*Extracted data*:
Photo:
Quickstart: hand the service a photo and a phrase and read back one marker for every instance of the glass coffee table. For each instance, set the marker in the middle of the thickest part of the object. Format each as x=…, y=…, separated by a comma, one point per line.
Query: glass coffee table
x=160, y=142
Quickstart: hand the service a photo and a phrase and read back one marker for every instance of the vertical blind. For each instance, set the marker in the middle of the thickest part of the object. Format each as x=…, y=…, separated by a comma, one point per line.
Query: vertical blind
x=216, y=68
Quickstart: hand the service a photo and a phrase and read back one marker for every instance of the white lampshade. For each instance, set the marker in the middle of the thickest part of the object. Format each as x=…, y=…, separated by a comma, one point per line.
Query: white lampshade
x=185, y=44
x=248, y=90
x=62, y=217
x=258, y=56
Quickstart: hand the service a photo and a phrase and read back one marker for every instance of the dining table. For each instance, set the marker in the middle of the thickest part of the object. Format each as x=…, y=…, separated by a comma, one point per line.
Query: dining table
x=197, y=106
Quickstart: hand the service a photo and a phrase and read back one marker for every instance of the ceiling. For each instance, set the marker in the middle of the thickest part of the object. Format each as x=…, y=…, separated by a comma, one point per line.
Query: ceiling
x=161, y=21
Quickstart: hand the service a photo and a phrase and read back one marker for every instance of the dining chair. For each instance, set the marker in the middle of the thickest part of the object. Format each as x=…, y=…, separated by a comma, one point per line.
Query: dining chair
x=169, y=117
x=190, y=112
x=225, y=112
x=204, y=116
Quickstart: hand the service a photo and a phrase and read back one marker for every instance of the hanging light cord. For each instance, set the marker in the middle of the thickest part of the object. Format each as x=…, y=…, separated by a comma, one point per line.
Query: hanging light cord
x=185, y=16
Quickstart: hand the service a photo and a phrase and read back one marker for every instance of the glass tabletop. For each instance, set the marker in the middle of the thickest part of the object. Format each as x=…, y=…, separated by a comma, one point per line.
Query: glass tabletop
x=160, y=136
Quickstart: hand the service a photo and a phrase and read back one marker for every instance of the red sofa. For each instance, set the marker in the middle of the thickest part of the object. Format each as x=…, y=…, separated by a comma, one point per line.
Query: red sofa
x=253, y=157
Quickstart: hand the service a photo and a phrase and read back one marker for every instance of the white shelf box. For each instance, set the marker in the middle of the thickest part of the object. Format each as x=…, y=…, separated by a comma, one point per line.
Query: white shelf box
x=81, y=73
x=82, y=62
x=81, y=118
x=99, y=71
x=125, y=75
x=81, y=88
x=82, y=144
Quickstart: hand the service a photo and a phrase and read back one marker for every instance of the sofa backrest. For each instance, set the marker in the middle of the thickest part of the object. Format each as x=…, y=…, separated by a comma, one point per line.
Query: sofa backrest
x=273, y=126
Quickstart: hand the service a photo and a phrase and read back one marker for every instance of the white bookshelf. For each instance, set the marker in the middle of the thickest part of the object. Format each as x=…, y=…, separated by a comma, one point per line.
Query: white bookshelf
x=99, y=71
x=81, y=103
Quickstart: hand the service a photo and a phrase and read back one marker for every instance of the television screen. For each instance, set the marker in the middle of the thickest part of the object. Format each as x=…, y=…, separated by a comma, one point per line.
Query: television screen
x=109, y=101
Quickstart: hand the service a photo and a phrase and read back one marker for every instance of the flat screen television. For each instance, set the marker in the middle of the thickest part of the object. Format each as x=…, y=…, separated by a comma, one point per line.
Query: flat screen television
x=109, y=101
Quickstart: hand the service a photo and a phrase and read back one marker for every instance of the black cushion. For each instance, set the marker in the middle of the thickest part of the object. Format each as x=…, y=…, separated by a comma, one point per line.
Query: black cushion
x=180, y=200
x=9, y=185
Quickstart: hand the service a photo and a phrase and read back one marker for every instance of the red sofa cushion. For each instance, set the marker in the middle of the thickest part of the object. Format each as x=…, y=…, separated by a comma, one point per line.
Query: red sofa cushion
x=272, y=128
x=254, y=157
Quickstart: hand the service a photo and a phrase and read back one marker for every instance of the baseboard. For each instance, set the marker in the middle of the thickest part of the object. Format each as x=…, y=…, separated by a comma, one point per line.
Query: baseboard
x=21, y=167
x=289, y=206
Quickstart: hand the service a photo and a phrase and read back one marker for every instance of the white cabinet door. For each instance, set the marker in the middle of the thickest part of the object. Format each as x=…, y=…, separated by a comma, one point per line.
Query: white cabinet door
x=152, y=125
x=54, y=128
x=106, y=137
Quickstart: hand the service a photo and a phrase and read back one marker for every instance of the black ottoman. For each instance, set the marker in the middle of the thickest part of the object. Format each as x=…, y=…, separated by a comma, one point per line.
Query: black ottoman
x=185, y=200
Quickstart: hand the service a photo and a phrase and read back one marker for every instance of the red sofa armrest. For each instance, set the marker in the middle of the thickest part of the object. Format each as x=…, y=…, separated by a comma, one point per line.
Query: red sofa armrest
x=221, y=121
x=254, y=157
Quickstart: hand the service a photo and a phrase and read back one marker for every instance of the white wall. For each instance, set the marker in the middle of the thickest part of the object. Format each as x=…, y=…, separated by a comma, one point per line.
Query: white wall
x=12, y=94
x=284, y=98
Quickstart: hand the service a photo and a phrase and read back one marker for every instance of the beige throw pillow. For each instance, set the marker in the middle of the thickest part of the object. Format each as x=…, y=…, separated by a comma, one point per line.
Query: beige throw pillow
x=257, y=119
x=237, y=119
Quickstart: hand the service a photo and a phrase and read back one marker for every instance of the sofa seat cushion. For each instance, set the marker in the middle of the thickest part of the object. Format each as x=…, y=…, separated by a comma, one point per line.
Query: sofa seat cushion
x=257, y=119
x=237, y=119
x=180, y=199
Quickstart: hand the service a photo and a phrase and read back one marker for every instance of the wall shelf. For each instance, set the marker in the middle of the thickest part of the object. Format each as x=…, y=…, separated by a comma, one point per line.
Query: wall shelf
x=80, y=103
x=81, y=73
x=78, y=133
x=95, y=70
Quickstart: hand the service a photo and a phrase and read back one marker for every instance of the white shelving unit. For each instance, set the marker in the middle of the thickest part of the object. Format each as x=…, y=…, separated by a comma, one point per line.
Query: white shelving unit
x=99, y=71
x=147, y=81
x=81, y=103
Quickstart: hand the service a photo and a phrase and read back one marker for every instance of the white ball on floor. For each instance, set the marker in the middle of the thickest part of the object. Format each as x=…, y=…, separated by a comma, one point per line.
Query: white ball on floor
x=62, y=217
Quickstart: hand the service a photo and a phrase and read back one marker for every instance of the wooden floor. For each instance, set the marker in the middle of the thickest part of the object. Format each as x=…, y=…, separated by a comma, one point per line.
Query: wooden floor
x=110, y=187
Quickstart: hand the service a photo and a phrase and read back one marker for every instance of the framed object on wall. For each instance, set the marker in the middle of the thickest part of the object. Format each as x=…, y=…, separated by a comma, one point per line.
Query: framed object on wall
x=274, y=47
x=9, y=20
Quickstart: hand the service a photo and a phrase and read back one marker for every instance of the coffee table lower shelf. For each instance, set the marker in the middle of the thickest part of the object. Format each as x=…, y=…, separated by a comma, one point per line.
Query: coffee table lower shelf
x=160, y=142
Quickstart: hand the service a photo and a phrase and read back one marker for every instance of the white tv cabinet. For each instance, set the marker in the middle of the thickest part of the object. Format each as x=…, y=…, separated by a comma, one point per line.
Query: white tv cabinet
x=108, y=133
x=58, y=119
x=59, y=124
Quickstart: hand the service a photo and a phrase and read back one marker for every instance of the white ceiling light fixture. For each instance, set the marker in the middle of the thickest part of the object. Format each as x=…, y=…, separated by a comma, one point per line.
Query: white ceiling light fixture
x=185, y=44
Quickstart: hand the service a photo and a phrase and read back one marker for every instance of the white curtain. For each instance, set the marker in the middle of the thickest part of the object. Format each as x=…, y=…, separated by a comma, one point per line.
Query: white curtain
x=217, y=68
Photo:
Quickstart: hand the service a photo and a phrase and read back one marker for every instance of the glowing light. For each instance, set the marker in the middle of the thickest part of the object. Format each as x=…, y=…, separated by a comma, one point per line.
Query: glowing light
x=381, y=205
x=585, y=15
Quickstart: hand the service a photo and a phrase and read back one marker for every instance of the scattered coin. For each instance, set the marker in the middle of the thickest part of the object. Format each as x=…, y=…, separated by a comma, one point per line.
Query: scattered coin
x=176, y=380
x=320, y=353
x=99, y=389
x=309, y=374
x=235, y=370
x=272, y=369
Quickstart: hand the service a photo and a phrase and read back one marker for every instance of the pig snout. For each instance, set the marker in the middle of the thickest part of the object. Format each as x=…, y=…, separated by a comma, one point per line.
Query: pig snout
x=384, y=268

*What needs to be done*:
Take the line with "of the scattered" and all lines after it through the end of the records, and write them out exactly; include nothing else.

*Output of the task*:
Quickstart: hand the service a photo and a phrase and read back one marker for every instance of the scattered coin. For each instance, set the marker in the middle of the thickest part of the object. Format each as x=…, y=…, separated by a comma, one point per line.
Query: scattered coin
x=176, y=380
x=320, y=353
x=99, y=389
x=309, y=374
x=235, y=370
x=272, y=369
Quickstart: hand the service a photo and a phrase and read back one marker for every instance of the pig snout. For each instance, set the marker in the middle of the thickest part of the object. Format each as x=…, y=…, separated by a comma, one point per line.
Query: pig snout
x=384, y=268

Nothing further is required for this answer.